:: Exercise requirements ::
Leave out all pictures while repeating the records exactly and completely.

:: Records shown ::
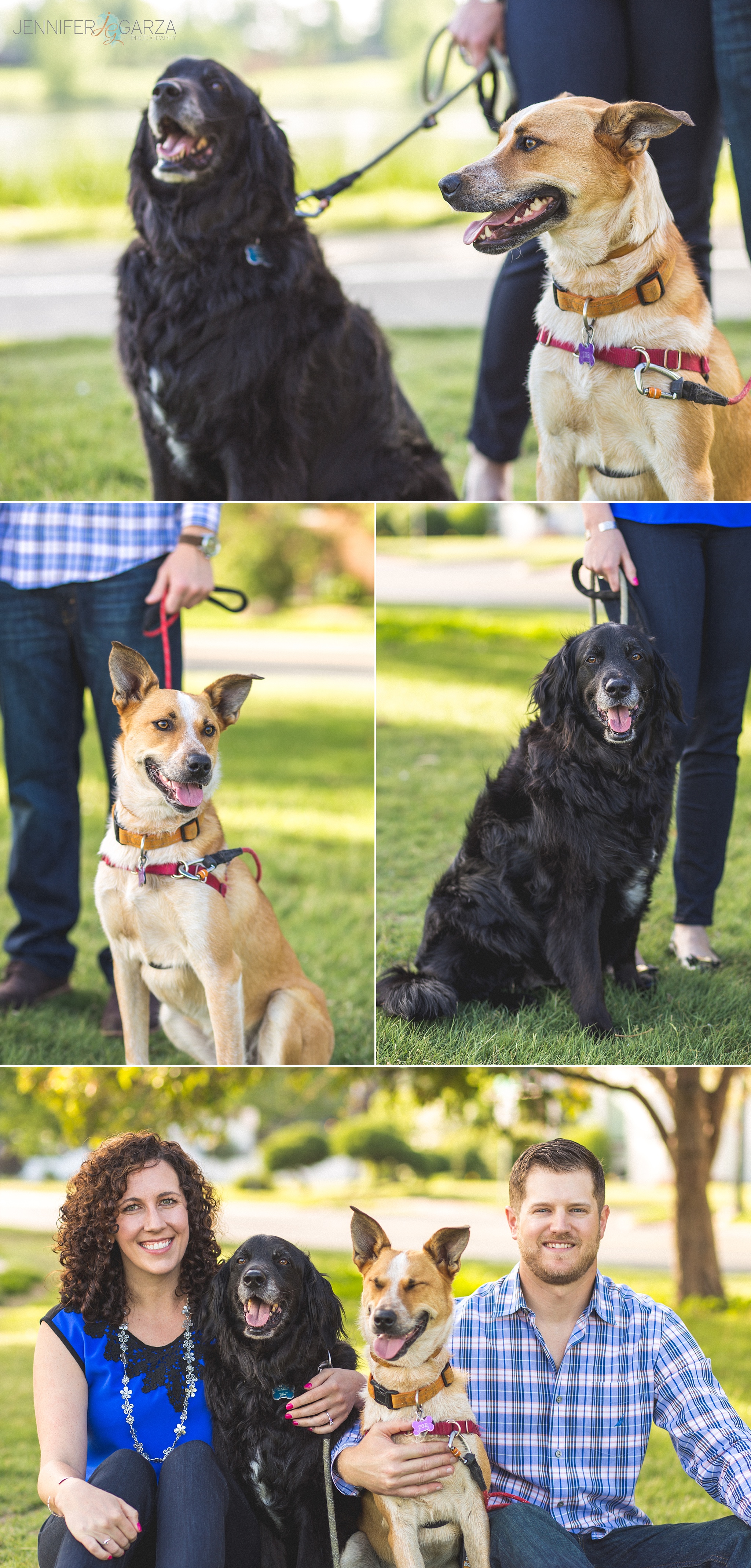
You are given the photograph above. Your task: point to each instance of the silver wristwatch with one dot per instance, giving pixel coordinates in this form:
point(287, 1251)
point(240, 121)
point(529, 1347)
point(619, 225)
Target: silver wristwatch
point(209, 545)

:: Solved problem ::
You are given the photograph above. Your task: point to each instance of the silver wristwatch with one dot per instance, giving pixel coordinates in this form:
point(287, 1251)
point(240, 121)
point(529, 1347)
point(619, 225)
Target: silver wristwatch
point(209, 545)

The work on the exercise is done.